**WHAT YOU SHOULD DO**
If a line in the listing below has the string "distant", copy it out.

**EXERCISE DATA**
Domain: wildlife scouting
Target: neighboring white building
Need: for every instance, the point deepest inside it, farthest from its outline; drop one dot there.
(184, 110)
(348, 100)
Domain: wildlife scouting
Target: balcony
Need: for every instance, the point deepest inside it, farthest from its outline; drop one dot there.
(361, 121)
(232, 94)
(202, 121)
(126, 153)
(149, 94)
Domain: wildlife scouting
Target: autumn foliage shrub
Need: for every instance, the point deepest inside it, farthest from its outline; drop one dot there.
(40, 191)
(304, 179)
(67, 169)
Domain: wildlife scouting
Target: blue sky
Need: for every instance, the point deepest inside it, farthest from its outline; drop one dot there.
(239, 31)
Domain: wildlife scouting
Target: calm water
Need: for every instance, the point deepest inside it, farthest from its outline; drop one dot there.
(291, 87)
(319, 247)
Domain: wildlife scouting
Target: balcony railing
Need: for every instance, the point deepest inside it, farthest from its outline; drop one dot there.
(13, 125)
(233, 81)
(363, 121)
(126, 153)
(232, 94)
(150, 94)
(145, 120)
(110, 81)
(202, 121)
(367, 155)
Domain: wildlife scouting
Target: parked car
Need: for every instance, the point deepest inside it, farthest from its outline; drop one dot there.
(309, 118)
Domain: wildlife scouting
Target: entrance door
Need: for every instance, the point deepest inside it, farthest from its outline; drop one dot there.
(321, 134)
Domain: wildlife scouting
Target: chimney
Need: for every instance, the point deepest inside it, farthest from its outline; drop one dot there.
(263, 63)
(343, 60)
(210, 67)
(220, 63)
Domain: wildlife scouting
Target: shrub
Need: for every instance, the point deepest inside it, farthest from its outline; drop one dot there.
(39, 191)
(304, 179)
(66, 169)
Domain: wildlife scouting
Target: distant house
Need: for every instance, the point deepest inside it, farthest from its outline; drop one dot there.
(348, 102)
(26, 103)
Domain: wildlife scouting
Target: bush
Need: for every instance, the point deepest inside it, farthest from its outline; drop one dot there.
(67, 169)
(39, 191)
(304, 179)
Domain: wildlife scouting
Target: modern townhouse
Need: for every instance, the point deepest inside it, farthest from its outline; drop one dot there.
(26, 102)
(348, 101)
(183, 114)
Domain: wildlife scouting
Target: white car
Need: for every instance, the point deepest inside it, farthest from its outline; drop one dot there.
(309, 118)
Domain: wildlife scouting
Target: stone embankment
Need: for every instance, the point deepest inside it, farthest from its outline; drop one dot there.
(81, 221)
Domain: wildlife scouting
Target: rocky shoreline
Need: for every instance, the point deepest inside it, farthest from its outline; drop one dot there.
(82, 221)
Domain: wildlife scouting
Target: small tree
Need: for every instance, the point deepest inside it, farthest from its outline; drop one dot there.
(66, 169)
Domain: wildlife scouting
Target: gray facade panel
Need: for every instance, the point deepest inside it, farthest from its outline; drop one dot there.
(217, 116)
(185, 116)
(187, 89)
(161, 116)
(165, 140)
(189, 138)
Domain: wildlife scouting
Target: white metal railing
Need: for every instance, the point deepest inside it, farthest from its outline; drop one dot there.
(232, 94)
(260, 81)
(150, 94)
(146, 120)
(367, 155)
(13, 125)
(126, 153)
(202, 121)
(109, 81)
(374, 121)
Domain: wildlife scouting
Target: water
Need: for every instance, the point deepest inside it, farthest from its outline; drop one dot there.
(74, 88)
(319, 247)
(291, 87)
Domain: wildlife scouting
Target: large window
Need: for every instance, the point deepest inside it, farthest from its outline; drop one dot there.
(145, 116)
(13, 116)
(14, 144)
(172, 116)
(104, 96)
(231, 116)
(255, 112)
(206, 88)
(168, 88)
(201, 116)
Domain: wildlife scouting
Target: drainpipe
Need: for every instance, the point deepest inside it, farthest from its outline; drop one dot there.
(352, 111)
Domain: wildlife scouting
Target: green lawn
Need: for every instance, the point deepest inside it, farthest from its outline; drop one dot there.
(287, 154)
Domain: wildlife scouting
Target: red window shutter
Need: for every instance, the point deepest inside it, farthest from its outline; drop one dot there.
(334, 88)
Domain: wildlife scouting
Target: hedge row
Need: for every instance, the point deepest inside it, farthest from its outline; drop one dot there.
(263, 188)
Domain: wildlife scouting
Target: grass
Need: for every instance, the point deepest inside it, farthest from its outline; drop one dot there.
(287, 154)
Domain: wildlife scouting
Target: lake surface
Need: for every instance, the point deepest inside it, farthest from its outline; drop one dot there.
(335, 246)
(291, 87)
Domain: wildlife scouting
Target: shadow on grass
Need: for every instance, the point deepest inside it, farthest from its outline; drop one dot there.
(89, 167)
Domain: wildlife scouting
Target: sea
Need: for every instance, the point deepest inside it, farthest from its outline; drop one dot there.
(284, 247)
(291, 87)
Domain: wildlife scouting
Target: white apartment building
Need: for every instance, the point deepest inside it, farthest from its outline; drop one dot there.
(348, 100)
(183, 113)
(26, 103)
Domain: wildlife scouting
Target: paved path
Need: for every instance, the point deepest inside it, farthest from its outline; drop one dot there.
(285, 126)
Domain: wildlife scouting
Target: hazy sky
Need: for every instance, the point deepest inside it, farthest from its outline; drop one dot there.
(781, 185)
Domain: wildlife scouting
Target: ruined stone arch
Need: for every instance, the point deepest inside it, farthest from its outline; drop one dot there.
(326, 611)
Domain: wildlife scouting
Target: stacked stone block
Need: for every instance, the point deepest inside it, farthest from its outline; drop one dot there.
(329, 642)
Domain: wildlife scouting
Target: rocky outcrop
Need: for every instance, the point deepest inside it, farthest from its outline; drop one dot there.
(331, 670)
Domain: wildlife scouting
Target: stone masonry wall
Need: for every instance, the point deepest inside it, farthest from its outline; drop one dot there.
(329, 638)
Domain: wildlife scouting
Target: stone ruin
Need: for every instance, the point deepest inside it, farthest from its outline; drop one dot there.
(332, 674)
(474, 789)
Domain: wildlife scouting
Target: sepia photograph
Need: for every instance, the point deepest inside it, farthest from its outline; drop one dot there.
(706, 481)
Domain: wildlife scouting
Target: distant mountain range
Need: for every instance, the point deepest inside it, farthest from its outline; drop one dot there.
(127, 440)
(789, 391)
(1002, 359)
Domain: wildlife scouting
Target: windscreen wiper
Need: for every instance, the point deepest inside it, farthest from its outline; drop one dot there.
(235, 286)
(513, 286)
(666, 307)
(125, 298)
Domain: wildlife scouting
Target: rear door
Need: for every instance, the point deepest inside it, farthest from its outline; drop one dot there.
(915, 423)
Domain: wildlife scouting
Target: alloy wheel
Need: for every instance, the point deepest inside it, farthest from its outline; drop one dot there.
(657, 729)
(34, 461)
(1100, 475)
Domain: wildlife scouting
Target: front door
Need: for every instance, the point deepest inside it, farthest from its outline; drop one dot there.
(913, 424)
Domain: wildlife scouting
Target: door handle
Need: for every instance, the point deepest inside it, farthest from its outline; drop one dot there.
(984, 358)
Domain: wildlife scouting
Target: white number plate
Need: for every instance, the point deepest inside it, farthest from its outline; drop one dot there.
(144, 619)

**FINISHED TASK**
Target: distant house
Target: distant mountain range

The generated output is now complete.